# [TASK REQUIREMENTS]
**1.** List every political figure named in the interview below.
**2.** Rewrite everything in the interview below from "After 2011, Myanmar" down to "more Chinese firms.", putting "Barack Obama" in place of "Obama".
BEGIN SUPPLIED PASSAGE
SN: Has the Chinese influence gone down?

VS: The Chinese level of activity till about 2011 was fairly high in terms of trade, investment, projects, loans and so on. The cancellation of the Myitsone dam was totally unexpected and a big setback. China did a review of how to go about expanding economic ties with Myanmar.

After 2011, Myanmar started opening up to the West and reached out to everybody. Obama took a lot of interest in Myanmar, visited twice. Even the Japanese came in, in a big way. In 2015, when Thein Sein was there it felt like China, which was in the driver's seat earlier, had taken a step back.

With President Trump coming we have not heard very much about their approach which has given rise to a certain vacuum which the Chinese are trying to use. China is also trying to work out a relationship with the NLD government. With all this, we will have to wait and see.

The Chinese are certainly trying to get a more substantial partnership in trade, investments including the Kyaukpyu project where they are demanding for the participation of more Chinese firms.

Suu Kyi has been to China on two occasions and has expressed her support to the Belt and Road Initiative (BRI). It is not a blank cheque but a qualified yes if it is in Myanmar’s interest.

 

SN: Why is that Suu Kyi is keen to talk to all other groups of insurgents except the Rohingyas?

VS: Ethnic groups are high priority when it comes to Suu Kyi. It was her father who is credited with the Panglong agreement. She has that as a backdrop. If you want to talk about peace and stability of the country, this is important.

Ethnic groups account for about 35% of the population. Without them coming into the mainstream how can you go forward? She also probably feels that as a byproduct – the ethnics have made it clear that they will not agree to an arrangement unless it has some type of federalism – some constitutional amendments may be necessary.
END SUPPLIED PASSAGE
BEGIN PROVIDED MATERIAL
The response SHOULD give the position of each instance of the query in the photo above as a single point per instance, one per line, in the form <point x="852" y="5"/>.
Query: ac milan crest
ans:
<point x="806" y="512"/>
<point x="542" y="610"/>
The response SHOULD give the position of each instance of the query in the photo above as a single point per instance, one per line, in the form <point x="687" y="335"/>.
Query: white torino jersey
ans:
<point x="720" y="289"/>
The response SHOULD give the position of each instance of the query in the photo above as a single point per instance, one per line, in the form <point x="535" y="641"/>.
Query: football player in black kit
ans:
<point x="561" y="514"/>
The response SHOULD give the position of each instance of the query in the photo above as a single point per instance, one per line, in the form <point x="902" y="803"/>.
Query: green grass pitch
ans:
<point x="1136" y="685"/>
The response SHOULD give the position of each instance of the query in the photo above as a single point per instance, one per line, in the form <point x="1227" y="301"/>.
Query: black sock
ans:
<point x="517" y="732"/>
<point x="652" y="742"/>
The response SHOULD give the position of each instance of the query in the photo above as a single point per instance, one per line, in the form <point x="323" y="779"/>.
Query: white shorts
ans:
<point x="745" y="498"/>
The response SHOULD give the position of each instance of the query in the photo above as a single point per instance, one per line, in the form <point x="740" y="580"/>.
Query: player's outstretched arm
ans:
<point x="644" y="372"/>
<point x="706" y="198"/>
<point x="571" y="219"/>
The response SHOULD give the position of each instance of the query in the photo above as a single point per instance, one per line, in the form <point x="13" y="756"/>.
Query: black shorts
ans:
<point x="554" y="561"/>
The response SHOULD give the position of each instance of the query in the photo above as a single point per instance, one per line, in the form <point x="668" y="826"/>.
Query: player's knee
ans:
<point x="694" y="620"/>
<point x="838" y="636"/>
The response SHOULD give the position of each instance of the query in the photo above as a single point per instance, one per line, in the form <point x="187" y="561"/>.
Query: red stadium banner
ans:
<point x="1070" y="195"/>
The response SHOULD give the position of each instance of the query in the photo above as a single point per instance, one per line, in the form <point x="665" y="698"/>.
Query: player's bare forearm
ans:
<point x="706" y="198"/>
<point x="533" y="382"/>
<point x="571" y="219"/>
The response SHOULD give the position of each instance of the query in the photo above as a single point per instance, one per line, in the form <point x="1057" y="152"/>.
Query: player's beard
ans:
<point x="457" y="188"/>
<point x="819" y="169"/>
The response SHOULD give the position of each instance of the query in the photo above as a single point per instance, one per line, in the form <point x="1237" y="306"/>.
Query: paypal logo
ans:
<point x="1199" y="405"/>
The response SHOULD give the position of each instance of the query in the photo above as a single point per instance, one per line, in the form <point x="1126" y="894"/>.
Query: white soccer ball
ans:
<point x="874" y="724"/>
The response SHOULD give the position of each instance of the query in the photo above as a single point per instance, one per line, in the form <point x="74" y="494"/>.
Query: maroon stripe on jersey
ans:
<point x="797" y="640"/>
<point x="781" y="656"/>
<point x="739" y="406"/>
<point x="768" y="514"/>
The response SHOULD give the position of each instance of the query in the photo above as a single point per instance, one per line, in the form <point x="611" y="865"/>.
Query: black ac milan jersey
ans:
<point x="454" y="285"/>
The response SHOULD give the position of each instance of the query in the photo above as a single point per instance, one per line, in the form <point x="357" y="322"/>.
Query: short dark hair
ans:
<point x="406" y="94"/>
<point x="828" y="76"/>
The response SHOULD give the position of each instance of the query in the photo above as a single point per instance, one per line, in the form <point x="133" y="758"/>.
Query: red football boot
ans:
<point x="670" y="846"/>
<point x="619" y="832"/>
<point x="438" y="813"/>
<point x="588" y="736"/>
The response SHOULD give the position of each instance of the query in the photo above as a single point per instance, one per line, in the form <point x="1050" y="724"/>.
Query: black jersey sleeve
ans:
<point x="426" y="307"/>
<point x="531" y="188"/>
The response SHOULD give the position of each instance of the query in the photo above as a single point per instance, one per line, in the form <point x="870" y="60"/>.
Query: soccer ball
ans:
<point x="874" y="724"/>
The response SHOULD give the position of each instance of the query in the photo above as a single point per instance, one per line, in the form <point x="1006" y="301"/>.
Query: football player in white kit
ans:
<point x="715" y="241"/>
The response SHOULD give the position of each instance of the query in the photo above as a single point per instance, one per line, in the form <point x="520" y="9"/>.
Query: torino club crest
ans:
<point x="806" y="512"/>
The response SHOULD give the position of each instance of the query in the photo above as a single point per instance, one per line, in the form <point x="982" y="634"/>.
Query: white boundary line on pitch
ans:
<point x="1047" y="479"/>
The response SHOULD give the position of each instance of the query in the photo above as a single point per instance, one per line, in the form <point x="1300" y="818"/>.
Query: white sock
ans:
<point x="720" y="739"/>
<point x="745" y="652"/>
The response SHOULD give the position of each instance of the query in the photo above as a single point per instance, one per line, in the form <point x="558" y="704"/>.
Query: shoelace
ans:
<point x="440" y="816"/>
END PROVIDED MATERIAL
BEGIN PROVIDED MATERIAL
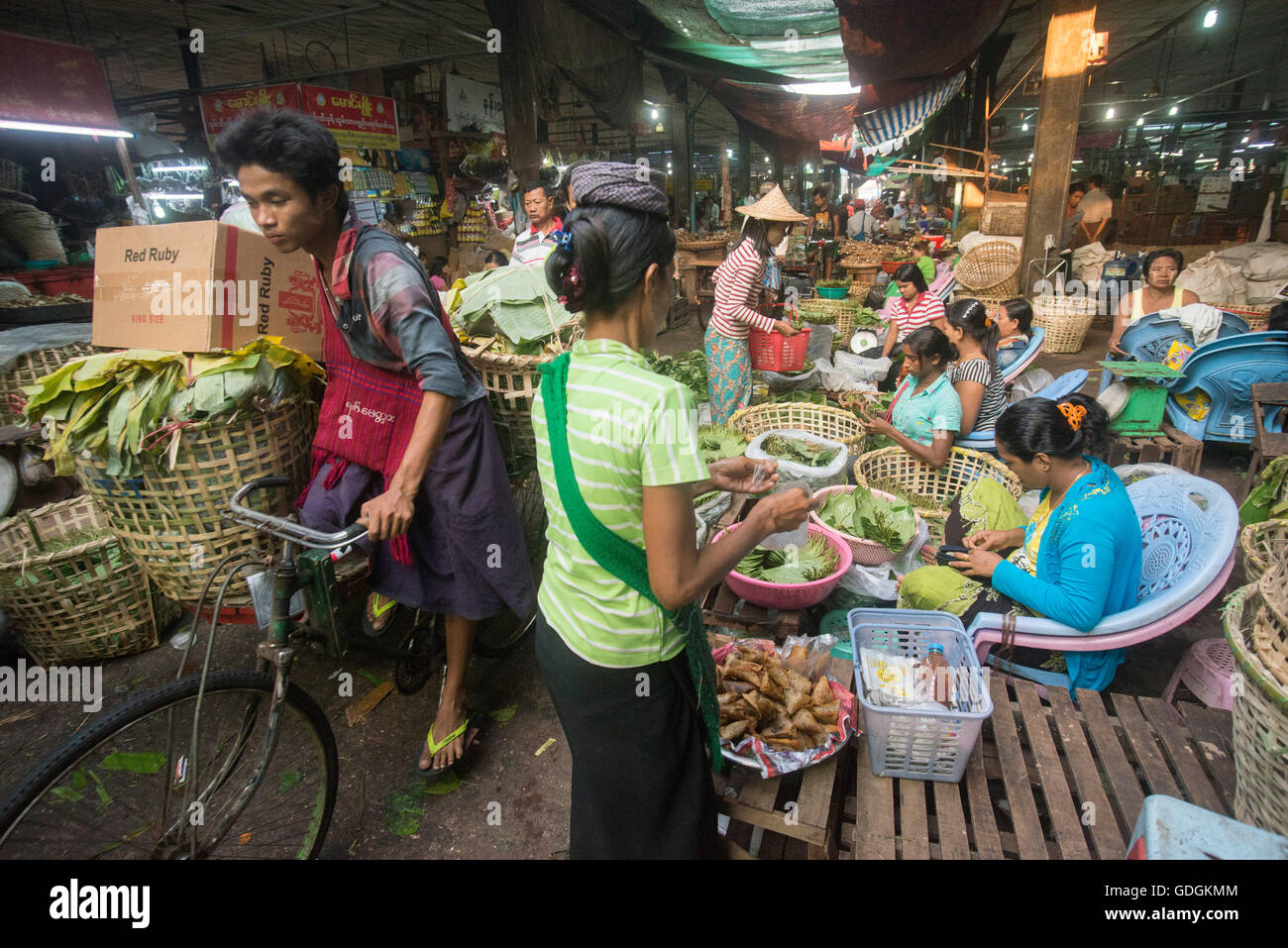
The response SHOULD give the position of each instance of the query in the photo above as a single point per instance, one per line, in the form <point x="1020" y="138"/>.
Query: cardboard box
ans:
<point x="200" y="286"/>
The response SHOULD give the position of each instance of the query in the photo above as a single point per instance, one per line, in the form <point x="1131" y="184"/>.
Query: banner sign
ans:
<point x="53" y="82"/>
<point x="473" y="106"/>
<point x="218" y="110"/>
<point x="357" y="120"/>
END PROVIDED MATERIAL
BEGIN PROVIDED MATERIAL
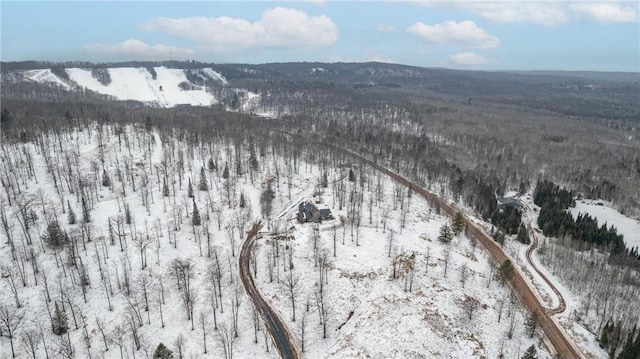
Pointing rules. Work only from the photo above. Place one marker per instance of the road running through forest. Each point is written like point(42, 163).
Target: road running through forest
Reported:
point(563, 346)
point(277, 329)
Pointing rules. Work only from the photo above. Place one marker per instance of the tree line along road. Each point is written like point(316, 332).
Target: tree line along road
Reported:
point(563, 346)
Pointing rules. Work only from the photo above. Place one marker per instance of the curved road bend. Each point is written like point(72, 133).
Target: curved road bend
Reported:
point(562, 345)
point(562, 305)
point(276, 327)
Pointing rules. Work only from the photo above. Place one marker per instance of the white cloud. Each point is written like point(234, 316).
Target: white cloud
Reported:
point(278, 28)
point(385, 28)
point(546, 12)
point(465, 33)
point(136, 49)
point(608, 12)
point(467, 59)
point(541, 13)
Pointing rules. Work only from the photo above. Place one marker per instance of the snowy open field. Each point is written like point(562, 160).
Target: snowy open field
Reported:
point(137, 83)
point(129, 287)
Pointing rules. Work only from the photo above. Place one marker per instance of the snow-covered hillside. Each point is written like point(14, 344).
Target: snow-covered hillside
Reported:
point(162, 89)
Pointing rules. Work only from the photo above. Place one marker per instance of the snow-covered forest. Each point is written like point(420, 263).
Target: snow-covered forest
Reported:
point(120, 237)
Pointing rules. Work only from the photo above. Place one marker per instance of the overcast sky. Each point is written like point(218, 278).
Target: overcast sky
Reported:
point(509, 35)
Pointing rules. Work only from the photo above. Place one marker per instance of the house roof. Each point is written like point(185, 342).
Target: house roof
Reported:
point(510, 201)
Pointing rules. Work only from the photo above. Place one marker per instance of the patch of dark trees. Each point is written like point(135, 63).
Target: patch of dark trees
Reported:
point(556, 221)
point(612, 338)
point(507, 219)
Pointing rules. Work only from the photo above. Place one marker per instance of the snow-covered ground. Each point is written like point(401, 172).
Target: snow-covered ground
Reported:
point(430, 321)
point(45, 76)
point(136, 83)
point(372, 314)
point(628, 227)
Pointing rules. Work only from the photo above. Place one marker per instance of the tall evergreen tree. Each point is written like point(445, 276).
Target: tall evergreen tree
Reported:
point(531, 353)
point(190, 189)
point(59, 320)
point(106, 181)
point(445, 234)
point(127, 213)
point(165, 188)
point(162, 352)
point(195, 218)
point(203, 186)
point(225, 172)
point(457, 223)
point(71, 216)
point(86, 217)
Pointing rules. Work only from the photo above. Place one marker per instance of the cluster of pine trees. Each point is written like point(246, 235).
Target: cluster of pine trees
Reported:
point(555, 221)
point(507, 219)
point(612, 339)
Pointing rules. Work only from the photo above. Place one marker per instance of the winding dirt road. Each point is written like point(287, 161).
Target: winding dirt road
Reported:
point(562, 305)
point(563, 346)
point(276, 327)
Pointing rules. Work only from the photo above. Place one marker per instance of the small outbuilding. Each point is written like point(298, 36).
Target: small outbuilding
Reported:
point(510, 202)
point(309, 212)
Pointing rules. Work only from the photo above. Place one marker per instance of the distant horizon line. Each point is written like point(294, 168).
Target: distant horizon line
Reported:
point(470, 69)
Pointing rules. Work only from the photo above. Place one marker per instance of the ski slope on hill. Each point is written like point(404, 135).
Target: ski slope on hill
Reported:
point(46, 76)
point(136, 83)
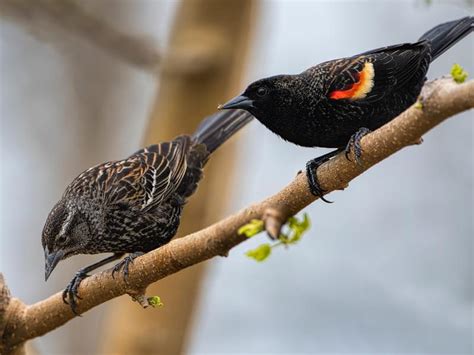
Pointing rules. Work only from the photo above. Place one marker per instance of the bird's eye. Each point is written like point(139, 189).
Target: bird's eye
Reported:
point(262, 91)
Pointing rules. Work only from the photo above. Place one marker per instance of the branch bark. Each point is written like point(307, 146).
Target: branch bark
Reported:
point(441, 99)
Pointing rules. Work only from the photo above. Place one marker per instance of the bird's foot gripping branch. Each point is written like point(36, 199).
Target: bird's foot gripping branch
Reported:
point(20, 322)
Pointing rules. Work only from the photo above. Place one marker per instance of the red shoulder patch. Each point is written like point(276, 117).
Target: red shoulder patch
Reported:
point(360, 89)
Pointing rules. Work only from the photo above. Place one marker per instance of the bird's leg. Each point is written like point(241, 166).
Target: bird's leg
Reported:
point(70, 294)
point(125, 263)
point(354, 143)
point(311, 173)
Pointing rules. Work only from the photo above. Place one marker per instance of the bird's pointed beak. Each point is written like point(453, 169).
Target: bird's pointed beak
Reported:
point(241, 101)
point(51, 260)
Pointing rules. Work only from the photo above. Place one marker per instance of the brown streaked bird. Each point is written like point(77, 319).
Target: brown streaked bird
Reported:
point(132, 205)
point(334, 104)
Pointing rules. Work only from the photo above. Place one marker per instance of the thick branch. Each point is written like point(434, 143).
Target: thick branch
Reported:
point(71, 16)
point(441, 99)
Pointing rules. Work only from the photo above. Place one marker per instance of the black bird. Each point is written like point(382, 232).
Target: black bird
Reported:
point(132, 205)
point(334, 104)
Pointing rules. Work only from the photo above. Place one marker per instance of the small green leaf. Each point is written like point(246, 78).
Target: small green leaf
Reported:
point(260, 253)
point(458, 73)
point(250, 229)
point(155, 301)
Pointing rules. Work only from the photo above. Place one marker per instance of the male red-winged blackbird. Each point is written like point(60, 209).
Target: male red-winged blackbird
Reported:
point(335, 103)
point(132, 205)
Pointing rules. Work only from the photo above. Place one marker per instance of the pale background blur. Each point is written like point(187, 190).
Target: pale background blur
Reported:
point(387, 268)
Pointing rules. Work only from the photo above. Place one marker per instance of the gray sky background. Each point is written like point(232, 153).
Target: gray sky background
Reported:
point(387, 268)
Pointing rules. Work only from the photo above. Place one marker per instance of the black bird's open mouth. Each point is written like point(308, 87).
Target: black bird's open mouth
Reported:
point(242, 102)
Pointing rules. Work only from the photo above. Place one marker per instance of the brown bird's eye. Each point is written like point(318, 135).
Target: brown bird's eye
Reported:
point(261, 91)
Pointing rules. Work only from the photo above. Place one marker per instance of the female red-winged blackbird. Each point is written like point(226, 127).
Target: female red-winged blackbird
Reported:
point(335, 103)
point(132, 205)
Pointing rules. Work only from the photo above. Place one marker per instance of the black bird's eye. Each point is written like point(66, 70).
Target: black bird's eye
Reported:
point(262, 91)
END PROVIDED MATERIAL
# [EXERCISE SOLUTIONS]
**1.** Obama, Thein Sein, President Trump, Suu Kyi

**2.**
After 2011, Myanmar started opening up to the West and reached out to everybody. Barack Obama took a lot of interest in Myanmar, visited twice. Even the Japanese came in, in a big way. In 2015, when Thein Sein was there it felt like China, which was in the driver's seat earlier, had taken a step back.

With President Trump coming we have not heard very much about their approach which has given rise to a certain vacuum which the Chinese are trying to use. China is also trying to work out a relationship with the NLD government. With all this, we will have to wait and see.

The Chinese are certainly trying to get a more substantial partnership in trade, investments including the Kyaukpyu project where they are demanding for the participation of more Chinese firms.